● INSTRUCTIONS TO FOLLOW
Repeat the listing exactly, minus the pictures.

- - -

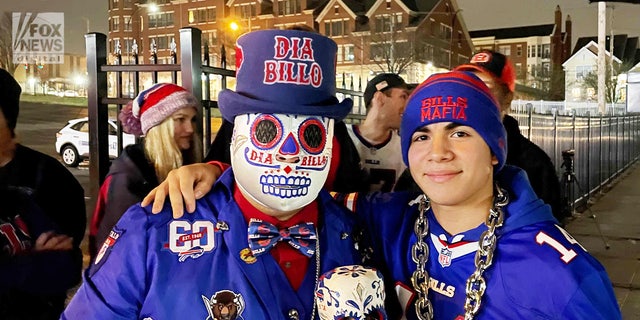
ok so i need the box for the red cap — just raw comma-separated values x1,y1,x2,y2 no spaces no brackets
454,50,516,92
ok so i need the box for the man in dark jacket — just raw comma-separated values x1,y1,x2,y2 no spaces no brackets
0,68,85,319
455,50,565,223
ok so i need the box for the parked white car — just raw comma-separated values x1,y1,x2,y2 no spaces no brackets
55,117,136,167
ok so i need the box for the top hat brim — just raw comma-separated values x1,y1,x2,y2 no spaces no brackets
218,89,353,123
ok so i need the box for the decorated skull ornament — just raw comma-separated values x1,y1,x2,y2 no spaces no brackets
315,265,387,320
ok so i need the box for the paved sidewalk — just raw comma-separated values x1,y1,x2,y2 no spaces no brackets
565,163,640,319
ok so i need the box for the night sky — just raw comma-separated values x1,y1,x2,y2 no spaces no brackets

- - -

● SOLUTION FOR THIS TASK
ok so i need the box for the red cap — just raw comma-separated values x1,y1,x2,y2 no spaces no brackets
454,50,516,92
ok so i need the box for the man in dark jacket — just raw comma-separated values x1,y1,x2,y2 no spaces no brackets
0,68,85,319
455,50,565,223
ok so i need the box for the parked white car — just raw comma-separated values x1,y1,x2,y2 no spaces no brackets
55,117,136,167
ok so i need the box for the top hat brim — just raw comma-separated values x1,y1,x2,y2 no spaces no brackets
218,89,353,123
ok so i need the box for the decorated skull ornament — just raw comma-separated values x1,y1,x2,y2 no spaces no brackets
315,265,387,320
ok so i need the box for the paved sidewalk — just raw comma-separated values x1,y1,x2,y2 no spaces no brackets
565,163,640,319
ok so i need the box for the night sky — just raw comma-separated values x1,y1,x2,y2 no spaces no brackets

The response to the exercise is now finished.